▶ [Short task]:
Please answer these three questions from the memoir below, one answer per line:
1. What name does the writer give to the era of life age 60 and beyond?
2. Where did the writer hold a first job in high school?
3. What happened at school to the boy who got a Mohawk haircut?

Hi! I’m Barb, and I’m a proud grandma who has been privileged to enjoy many decades of life and to witness much of the evolution in culture that has led to where we are today. It’s been a wild ride, and I think we grannies have a lot to share about what we’ve learned on the roller coaster of the twentieth and twenty-first centuries.

I recently had a conversation with my 30-something daughter about the fact that the world in which we live today and in which she is living her adult life and raising her children is so different from the world into which I was born, in which I grew up and received my education, and in which I made many of the choices that have shaped my life that I may as well have been transported to another planet. Think about it. If you, too, have been lucky enough to have made it to the Upper Decades (my name for the era of life age 60 and beyond), you know things have changed, and they’re still a-changin’! And even if you haven’t yet reached middle age (that’s the highest category to which I’ll admit), you also have seen a lot of change and felt its effects.

I was born into a world of early Baby Boomers. The moon was still made of cheese, and there was a kindly man up there—whose identity was the subject of many legends—who smiled benevolently upon us each night. Obviously these things were a charming mythology, but I was an adult when people actually visited and began to map the moon and returned with rocks, not hunks of cheese. I lived in a world of screen doors and no air conditioning, of families struggling to put themselves back together after being torn apart by World War II. I participated in the Cold War drills that required us to crouch under our desks in case of attack. I was raised by a single mom before single moms were common; I can’t recall knowing another divorced woman besides my mother. Our first washing machine had a wringer. My first job in high school was at the local “five-and-dime” store where we rang up sales on cash registers which you might see in museums today. They were not even electric! I learned to type and went all the way through college and graduate school using a manual typewriter. Personal computers were mythical machines which began making their appearance just as I graduated from my Master’s program. In my early teaching years, I typed tests on carbon and mimeograph masters and duplicated them painstakingly on machines that were messy and difficult. I had three children before I owned my first microwave—much less many of the other time- and labor-saving devices that fill my kitchen today.

As for social issues, during my youth no one talked about abortion or homosexuality. We barely even mentioned divorce, adoption, or babies born to unwed mothers. Oh, those things were always there, of course. We just didn’t talk about them. When one girl in my class got pregnant, her parents sent her to live with a relative until after the baby was born. Another girl stayed in town but had to complete high school “after hours” when all other students had left the building, and she was not allowed to march with us at graduation. And these penalties were not reserved only for pregnant girls; I remember a boy who got a Mohawk haircut and was kept in isolation at school until his hair had grown out to “normal.”

▶ [Dataset content]:
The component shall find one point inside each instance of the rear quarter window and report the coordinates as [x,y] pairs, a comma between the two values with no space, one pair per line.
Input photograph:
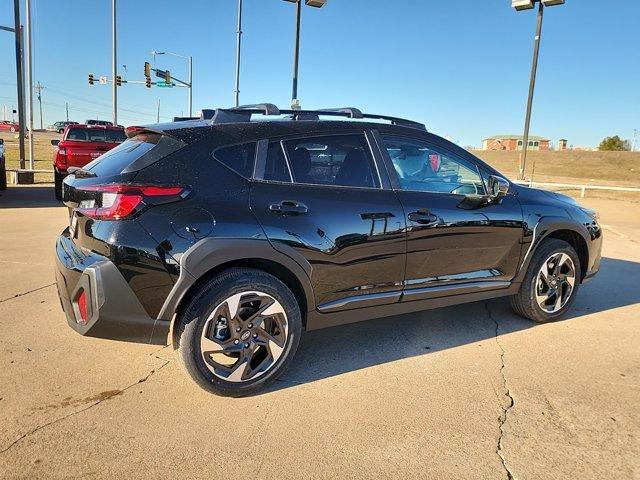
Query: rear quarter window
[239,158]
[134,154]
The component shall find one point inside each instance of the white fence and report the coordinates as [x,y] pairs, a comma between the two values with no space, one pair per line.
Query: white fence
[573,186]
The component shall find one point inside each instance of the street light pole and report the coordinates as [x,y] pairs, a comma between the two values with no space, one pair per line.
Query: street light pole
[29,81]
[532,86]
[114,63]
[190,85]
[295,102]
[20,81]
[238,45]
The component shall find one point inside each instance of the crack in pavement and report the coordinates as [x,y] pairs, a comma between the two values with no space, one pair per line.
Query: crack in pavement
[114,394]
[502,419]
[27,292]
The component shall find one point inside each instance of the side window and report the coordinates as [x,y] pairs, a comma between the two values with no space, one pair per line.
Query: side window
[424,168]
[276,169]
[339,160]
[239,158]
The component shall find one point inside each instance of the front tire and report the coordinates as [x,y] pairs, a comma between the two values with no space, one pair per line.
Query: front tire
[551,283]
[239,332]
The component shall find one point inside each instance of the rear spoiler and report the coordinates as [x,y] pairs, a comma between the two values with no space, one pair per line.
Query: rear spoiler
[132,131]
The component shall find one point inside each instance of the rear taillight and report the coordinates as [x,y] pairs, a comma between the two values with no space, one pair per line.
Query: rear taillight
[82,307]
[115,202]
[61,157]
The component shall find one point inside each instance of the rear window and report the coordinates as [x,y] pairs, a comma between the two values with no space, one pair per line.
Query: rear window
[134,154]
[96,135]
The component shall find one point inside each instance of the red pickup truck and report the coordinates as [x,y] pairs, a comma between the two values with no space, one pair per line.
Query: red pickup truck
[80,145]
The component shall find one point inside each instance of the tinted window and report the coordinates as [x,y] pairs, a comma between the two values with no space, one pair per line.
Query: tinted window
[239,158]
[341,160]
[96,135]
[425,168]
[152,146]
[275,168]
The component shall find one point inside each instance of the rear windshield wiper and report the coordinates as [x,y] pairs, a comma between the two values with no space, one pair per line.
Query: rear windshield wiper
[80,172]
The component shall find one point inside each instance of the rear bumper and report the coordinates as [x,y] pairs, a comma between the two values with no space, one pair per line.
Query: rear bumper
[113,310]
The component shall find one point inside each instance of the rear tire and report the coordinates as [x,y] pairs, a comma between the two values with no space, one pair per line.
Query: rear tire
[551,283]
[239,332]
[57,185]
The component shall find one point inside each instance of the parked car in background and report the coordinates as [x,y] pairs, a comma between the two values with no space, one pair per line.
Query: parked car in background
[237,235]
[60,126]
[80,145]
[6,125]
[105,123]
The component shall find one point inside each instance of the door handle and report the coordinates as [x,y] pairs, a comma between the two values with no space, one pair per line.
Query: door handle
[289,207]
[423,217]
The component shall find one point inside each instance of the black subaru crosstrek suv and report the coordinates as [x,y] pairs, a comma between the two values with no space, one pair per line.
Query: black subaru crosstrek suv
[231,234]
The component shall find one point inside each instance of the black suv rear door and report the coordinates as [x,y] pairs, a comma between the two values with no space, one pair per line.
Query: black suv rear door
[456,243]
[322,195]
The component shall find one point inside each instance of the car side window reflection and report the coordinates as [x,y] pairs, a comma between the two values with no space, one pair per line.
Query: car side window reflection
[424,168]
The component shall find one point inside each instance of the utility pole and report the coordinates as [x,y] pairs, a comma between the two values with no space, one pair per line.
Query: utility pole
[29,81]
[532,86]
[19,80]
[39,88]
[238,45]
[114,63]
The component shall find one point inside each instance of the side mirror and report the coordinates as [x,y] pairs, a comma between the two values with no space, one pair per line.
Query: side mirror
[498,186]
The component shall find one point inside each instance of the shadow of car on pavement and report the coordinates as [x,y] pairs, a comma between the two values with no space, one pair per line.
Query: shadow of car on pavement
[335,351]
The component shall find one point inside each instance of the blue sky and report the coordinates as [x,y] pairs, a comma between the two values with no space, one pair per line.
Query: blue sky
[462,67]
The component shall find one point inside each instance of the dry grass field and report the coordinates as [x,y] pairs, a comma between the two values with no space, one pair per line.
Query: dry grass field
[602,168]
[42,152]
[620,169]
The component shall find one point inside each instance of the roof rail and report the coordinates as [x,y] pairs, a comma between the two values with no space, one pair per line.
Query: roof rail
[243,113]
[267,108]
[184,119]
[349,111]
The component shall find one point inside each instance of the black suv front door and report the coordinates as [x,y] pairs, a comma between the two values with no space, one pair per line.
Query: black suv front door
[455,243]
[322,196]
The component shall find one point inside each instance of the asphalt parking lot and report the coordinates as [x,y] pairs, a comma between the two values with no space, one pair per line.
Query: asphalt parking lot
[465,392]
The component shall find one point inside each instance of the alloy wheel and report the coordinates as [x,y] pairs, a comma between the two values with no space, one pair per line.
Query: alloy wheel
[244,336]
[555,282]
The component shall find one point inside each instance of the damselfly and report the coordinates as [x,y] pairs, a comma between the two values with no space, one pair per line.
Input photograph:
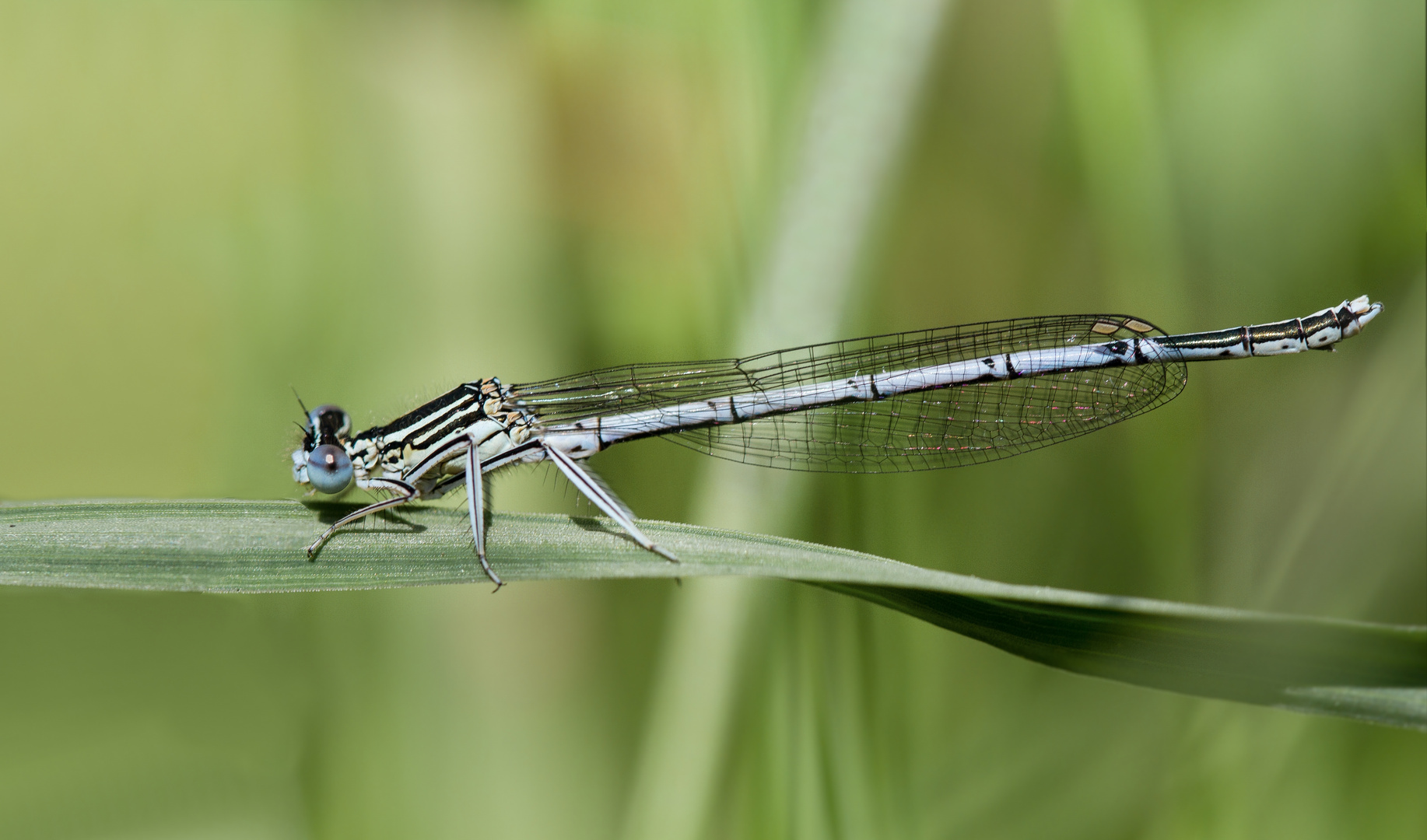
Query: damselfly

▶ [Solution for this problem]:
1. The Upper Decades.
2. At the local "five-and-dime" store.
3. He was kept in isolation at school until his hair had grown out to "normal."